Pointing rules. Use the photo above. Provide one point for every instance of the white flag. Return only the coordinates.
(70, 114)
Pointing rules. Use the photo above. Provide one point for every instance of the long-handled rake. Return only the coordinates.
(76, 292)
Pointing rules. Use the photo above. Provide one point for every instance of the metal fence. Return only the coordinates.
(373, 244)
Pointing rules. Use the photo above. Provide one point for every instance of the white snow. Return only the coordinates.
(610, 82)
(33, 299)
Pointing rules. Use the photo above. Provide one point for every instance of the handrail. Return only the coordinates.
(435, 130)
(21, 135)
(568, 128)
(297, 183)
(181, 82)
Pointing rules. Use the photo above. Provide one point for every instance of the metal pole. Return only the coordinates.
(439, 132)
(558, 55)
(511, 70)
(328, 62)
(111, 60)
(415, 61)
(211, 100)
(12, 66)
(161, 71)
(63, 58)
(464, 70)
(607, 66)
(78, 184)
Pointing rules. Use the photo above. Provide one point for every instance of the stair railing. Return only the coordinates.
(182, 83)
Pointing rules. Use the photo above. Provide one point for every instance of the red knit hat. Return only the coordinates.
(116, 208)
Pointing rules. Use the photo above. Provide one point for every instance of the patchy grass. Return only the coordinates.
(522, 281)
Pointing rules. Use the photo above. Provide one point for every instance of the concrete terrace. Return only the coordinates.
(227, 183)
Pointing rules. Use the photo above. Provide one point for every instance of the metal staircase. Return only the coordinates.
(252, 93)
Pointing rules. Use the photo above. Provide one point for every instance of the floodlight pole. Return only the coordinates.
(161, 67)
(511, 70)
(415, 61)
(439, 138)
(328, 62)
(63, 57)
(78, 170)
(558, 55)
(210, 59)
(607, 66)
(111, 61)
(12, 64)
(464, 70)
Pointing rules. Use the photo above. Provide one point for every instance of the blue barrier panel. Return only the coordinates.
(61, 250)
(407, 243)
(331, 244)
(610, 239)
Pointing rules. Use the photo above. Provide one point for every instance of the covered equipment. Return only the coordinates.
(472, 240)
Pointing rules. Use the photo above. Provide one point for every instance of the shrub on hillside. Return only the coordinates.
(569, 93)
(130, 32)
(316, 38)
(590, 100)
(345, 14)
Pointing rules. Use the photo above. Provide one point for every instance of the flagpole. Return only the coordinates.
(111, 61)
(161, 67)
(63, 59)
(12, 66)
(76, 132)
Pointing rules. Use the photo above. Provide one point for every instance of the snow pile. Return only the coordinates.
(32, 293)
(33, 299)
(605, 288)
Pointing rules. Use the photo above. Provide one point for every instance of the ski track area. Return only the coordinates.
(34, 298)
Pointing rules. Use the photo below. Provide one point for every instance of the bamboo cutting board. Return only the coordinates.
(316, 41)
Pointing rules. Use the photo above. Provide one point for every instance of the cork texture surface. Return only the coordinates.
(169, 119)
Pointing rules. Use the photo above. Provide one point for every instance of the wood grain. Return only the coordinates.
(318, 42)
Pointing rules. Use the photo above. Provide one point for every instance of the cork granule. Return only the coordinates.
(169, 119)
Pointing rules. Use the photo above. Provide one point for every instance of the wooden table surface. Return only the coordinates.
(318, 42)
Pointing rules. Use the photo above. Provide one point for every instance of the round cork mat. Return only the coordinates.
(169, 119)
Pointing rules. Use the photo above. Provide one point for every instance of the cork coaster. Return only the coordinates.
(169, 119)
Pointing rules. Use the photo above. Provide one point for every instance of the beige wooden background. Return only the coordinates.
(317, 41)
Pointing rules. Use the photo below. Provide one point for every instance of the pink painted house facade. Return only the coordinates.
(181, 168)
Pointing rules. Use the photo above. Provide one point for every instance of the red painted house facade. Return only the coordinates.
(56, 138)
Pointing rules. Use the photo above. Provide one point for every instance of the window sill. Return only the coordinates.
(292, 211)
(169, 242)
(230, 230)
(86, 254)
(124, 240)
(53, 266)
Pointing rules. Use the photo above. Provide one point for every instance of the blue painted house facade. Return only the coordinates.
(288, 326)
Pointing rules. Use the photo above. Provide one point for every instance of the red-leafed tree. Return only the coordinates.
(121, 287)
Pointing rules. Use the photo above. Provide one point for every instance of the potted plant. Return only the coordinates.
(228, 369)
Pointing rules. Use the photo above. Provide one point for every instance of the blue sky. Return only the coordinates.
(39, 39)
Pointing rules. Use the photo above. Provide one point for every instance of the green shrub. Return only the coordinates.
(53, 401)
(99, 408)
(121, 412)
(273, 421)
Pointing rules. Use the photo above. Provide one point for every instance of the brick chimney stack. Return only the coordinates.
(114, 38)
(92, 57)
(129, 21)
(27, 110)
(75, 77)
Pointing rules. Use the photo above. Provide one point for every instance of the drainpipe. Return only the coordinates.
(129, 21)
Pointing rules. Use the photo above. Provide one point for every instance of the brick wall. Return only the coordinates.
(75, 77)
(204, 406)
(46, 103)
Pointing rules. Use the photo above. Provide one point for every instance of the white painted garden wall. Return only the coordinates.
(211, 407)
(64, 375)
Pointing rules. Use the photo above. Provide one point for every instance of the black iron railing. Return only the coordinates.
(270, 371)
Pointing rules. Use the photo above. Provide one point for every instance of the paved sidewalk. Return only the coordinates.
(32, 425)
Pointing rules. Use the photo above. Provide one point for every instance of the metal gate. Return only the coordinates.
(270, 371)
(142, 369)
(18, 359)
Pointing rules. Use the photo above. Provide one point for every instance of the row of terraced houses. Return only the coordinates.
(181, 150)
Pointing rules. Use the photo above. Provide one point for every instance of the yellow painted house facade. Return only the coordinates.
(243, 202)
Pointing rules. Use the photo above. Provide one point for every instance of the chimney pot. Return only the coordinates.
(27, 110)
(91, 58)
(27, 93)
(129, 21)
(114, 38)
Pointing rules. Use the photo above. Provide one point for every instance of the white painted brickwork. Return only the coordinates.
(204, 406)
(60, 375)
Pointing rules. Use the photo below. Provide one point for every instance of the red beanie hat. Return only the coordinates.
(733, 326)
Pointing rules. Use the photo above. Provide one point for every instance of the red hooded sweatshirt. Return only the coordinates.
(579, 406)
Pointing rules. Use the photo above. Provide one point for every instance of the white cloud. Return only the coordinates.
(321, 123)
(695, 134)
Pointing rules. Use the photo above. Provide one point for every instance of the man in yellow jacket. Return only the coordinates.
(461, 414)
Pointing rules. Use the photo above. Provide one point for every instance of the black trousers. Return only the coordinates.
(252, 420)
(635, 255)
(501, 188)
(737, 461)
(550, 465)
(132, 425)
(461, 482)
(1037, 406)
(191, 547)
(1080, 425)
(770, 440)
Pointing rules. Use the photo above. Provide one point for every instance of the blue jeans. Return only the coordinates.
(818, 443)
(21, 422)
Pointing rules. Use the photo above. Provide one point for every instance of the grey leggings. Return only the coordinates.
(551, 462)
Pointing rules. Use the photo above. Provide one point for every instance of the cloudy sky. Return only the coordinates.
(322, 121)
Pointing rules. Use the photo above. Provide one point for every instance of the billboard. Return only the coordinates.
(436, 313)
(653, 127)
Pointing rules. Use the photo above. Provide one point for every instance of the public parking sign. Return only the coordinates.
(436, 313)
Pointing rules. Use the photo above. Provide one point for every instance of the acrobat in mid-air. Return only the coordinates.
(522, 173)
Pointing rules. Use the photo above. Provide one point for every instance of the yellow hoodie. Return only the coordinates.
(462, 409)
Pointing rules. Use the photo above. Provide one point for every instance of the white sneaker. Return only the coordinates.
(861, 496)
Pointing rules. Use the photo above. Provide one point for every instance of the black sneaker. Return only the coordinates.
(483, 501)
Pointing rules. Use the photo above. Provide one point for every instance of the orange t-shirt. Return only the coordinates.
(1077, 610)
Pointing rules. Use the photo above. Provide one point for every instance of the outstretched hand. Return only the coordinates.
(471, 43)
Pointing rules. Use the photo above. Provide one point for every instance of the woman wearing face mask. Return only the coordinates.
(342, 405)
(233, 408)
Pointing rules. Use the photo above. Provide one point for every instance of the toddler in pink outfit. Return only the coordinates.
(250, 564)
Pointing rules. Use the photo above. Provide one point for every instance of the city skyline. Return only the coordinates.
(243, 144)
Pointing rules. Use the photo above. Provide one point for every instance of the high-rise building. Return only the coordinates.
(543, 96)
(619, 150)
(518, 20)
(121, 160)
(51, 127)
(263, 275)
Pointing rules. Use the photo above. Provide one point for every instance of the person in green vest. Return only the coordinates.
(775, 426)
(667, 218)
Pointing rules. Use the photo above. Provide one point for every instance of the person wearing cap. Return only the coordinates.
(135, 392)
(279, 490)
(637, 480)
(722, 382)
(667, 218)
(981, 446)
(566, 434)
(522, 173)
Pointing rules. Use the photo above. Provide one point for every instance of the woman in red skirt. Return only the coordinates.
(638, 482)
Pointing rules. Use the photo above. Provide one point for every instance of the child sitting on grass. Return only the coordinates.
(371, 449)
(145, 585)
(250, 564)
········
(Brief): Reproduce, word for word, every line starting at the line that contains "cap. Return only the coordinates." and ending with the final line of the entries.

(Exercise solution):
Pointing rules. Use the photo above. Provide one point for every instance of the person wearing cap. Return only the coordinates.
(135, 392)
(279, 490)
(637, 480)
(722, 382)
(667, 218)
(981, 446)
(566, 434)
(522, 173)
Pointing rules. Use the photo above. Provide one point for every instance of the woman in red skirt. Return only the coordinates.
(638, 482)
Pointing rules. Use the photo above. Provide one point for every instance of the child sitting on grass. Return only the coordinates.
(371, 449)
(145, 585)
(250, 564)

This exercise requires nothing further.